Entries from an annotation dataset
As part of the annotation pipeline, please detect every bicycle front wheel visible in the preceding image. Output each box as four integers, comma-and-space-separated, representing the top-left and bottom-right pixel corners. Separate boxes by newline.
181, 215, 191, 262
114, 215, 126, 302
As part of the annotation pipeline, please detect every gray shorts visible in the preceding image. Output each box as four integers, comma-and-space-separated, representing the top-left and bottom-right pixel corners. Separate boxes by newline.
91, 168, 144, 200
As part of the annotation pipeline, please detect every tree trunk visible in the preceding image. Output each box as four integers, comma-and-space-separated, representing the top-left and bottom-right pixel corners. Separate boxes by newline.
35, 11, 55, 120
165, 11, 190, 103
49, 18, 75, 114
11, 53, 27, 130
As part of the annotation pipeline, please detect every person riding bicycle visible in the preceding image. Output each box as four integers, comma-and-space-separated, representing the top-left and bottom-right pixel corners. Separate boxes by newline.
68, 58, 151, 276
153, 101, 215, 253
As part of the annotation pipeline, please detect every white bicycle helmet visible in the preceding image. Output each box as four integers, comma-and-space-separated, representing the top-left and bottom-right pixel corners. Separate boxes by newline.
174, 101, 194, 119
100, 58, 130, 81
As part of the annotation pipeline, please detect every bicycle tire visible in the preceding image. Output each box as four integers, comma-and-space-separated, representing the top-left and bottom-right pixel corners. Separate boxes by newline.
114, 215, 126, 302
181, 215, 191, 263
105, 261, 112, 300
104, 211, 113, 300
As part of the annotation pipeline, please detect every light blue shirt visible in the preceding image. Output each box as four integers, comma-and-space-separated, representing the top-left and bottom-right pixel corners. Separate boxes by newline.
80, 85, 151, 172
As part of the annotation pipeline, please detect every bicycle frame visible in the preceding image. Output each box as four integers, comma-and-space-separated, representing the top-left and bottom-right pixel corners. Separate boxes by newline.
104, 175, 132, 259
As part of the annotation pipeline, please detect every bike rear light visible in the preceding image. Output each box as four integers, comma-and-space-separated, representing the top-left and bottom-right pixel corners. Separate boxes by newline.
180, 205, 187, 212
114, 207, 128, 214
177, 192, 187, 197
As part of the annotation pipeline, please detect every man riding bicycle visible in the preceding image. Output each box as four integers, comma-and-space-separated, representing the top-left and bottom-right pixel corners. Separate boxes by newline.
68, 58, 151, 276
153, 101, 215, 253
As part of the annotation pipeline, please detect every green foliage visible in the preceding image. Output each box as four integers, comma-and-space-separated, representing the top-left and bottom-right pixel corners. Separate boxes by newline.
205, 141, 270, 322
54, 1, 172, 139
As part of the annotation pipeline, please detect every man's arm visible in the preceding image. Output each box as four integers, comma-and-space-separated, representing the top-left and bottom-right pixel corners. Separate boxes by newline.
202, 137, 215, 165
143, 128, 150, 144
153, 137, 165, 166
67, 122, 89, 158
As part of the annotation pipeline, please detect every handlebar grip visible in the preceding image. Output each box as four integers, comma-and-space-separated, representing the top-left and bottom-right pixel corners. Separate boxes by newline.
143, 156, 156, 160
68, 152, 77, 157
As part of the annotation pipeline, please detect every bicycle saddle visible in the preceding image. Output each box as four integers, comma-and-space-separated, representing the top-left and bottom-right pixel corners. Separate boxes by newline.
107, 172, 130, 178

---

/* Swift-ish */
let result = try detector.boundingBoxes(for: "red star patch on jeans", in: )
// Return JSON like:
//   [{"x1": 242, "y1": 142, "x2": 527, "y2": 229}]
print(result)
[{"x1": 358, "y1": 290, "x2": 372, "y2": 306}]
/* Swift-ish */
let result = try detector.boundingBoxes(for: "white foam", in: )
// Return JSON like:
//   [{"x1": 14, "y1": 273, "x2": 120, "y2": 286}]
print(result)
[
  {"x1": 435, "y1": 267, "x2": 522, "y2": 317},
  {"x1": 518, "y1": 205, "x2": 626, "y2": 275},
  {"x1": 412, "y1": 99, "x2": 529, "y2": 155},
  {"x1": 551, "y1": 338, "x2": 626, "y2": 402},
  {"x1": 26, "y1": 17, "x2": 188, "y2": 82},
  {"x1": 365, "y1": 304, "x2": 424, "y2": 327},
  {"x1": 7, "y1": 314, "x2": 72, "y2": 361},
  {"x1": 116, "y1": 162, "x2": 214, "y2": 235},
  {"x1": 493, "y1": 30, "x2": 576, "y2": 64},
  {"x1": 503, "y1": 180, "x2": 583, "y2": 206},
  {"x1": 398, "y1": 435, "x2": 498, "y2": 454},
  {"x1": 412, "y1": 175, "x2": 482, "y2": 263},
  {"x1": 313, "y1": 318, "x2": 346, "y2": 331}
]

What you have to do
Rewrite the material from the line containing "detect every handlebar" up to and including the line containing "107, 172, 130, 178", keeping every request as it stands and offsetting each pixel coordinate in the answers by -139. Reproduce only those lines.

Right answer
As part of the annotation pipeline, please detect every handlebar grip visible in the preceding image. Output each box as four integers, comma-and-space-separated, representing the top-left and bottom-right pixel corners. Separate boxes by newline.
4, 17, 17, 21
-71, 13, -62, 18
As part of the annotation pipeline, please detect every bicycle saddle visible in the preceding image. Output each box as four integers, comma-and-space-separated, representing the top-left and bottom-right pixel corners. Separate boxes by newline.
-32, 33, -9, 39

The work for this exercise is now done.